Text segment:
---

With the deluge of studies and evaluations that testify to the resounding failure of public tubewell programs in Eastern UP and elsewhere in India, cessation of support to such programs should be a forgone conclusion; however, this is far from the case. In many states, new programs—mostly donor supported--are afoot to make new investments in group-owned and managed minor irrigation assets, or to rehabilitate past investments. This steadfast devotion of donors and governments to the notion that the poor can access benefits of groundwater irrigation only through government or community managed tubewells seems particularly unfounded in Eastern India where the conditions are best suited for small-scale owner managed tubewells. In Eastern UP, at least, the public tubewell program tried to harness scalar economies and new technologies—such as deep tubewells, piped distribution and dedicated power supply—to cover 100 ha or more of design command under each tubewell. But in many other East Indian states, government departments are building small tubewells of the type that private farmers have and operate these through a bureaucracy at levels, which do not even cover their operators’ salary. At the end of a spell of fieldwork in Puri district of Orissa, I found:

“ Of the 99 Lift Irrigation (LI) schemes that Orissa Lift Irrigation Corporation’s (OLIC) Pipli office is responsible in these three blocks, 61 are functional; last year (1997-98), according to OLIC records, these irrigated 1113 acres (average/LI: 18.2 acres) and collected irrigation fee of Rs 2,16,600 (average/LI: Rs 3550; average/acre: Rs 194.6). The economics of the LI's seem designed for unviability in perpetuity. Four new schemes were constructed in 1996-97 at a total cost of Rs 24 lakh; if this represents the general picture, the average 5 hp LI which commands an average of 6-7 acres costs Rs 6 lakh apiece or Rs 90,000+/acre or over Rs 200000/ha of net irrigated area commanded! Farmers build irrigation potential at 1/10th of this cost. This must be among the costliest irrigation potential created in a region, which abounds in ground and surface water. It is crazy that DRDAs and NABARD are throwing away good money after bad, but it is even crazier that a thoughtful donor like KFW keeps supporting OLIC’s new LI schemes (Shah 1998b).”

---

Data:
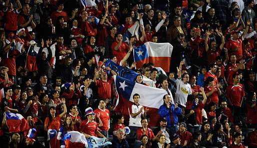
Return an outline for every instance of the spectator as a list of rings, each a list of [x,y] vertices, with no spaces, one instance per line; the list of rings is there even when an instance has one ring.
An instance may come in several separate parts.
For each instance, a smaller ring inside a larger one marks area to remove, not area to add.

---

To do:
a: According to the passage on public tubewell programs, how many of the 99 Lift Irrigation schemes handled by the Pipli office are functional?
b: Decide whether each statement below agrees with the passage on public tubewell programs. For each, answer yes or no and quote the deciding words.
(i) The four new schemes built in 1996-97 cost a total of Rs 24 lakh.
(ii) Farmers build irrigation potential at half the cost of these schemes.
(iii) In Eastern UP, the public tubewell program aimed to cover 100 ha or more of design command under each tubewell.

Solutions to the exercise:
a: 61 of them are functional.

b:
(i) Yes: "Four new schemes were constructed in 1996-97 at a total cost of Rs 24 lakh"
(ii) No: "Farmers build irrigation potential at 1/10th of this cost."
(iii) Yes: "to cover 100 ha or more of design command under each tubewell"